- Film poster
- Directed by: Oualid Mouaness
- Written by: Oualid Mouaness
- Produced by: Alix Madigan; Oualid Mouaness; Myriam Sassine; Georges Schoucair; Christopher Tricarico;
- Starring: Nadine Labaki; Mohamad Dalli; Gia Madi; Rodrigue Sleiman; Aliya Khalidi; Ghassan Maalouf;
- Cinematography: Brian Rigney Hubbard
- Edited by: Jad Dani Ali Hassan; Sabine El Gemayel;
- Music by: Nadim Mishlawi
- Production companies: Tricycle Logic; Abbout Productions; Boo Pictures; Barentsfilm; Mad Dog Films; Soapbox Films;
- Distributed by: MC Distribution
- Release dates: 8 September 2019 (TIFF); 23 September 2019;
- Running time: 100 minutes
- Countries: Lebanon; Norway; France; Qatar;
- Languages: Arabic; English; French;
- Box office: $60,751

= 1982 (2019 film) =

2019 Lebanese drama film

1982 is a 2019 internationally co-produced drama film written and directed by Oualid Mouaness, and starring Nadine Labaki and Mohamad Dalli.
────────
GIVEN REQUEST 1: In the film entry, how long is the running time of 1982?
GIVEN REQUEST 2: Write out the part of the film entry starting at "2019 Lebanese drama" and ending at "and Mohamad Dalli.".

Data records:
────────
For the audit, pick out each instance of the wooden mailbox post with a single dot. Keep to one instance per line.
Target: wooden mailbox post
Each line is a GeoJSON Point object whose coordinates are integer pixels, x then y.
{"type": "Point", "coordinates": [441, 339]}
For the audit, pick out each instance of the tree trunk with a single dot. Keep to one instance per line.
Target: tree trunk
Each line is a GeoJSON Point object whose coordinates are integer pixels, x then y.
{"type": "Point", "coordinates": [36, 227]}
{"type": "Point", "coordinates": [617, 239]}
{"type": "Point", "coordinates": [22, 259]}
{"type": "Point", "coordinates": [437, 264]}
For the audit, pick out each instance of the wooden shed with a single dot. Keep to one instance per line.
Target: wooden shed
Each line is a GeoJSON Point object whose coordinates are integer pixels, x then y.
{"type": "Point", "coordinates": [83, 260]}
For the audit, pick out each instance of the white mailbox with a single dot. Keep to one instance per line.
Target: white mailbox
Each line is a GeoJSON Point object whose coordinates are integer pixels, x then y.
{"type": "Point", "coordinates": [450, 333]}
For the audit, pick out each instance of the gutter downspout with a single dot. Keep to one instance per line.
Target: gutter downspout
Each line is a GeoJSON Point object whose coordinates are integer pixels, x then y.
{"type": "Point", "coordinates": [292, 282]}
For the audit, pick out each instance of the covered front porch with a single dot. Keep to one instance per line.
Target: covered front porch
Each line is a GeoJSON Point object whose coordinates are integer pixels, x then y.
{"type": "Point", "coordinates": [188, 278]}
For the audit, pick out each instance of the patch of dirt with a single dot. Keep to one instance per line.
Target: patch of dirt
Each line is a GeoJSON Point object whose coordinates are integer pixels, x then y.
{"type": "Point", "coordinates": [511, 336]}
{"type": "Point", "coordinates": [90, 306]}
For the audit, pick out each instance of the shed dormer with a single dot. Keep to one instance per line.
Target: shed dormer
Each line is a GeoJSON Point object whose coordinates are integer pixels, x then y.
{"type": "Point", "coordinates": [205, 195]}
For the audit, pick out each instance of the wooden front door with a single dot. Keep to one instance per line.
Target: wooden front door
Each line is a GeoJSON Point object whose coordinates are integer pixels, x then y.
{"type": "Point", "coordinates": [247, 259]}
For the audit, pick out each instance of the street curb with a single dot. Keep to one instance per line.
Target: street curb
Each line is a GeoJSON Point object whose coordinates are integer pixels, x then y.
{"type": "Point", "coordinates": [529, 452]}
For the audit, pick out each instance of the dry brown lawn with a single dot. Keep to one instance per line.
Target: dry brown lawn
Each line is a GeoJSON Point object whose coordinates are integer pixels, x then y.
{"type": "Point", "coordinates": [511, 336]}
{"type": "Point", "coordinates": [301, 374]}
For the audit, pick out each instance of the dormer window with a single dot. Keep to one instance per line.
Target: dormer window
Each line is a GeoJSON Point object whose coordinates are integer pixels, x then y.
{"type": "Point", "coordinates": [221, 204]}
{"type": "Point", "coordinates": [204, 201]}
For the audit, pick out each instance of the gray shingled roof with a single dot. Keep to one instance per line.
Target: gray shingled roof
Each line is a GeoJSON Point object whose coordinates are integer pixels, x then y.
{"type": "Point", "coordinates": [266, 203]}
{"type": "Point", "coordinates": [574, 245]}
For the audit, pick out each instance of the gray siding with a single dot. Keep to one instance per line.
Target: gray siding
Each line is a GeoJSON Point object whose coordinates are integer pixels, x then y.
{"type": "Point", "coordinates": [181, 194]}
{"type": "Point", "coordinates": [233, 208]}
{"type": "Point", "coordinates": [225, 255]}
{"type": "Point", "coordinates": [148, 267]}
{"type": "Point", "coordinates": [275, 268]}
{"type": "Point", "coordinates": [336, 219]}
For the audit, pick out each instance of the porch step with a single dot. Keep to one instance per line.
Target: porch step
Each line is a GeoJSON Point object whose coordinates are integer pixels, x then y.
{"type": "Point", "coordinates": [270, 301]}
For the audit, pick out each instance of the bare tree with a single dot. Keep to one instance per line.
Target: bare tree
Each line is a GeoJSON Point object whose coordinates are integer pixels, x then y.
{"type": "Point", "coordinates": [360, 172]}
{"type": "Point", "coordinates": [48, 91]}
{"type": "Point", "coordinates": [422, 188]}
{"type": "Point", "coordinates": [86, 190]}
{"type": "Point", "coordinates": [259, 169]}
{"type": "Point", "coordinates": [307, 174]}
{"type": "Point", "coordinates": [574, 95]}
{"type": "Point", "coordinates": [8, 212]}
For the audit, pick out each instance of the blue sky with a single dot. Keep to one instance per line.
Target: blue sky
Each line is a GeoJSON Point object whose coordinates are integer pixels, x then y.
────────
WRITTEN REPLY 1: 100 minutes

WRITTEN REPLY 2:
2019 Lebanese drama film

1982 is a 2019 internationally co-produced drama film written and directed by Oualid Mouaness, and starring Nadine Labaki and Mohamad Dalli.